Supplied passage ▸
##########
I LOVE angel food cake. Angel food cake is a tall, tender, and timeless cake with a cloud-like crumb and ultra light flavor. It’s pristine white on the inside with a chewy light brown crumb around the exterior.

Angel food cake is a low fat cake recipe made mostly from egg whites, cake flour, and sugar.

A slice of heaven in every bite. This light and airy cake originated in America. The first detailed recipe of this sponge cake was published in the Boston Cooking School Cook Book in 1884.

2. American Trifle

The English call versions of this cake a Tipsy Cake, Tipsy Pudding, Tipsy Squire, and Tipsy Hedgehog.

When leftover cake just won’t cut it. This Red, White and Blue Trifle is perfect for Independence Day celebrations.

The difference is American trifle uses fresh cake instead of dried cake.

3. Amish Friendship Cake

Have your pound cake cake and your coffee cake, too. It has characteristics of both!
##########
Record extracts ▸
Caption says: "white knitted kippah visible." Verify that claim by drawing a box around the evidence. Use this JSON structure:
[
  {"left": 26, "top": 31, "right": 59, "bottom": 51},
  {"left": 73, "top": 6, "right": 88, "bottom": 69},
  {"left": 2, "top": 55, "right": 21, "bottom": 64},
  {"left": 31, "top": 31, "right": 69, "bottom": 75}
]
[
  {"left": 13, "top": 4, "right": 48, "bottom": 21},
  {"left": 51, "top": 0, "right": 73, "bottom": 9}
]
##########
What you need to do ▸ According to the passage on cakes, in which book and year was the first detailed angel food cake recipe published? The items have nothing to do with what is asked here.

The answer ▸ The Boston Cooking School Cook Book, in 1884.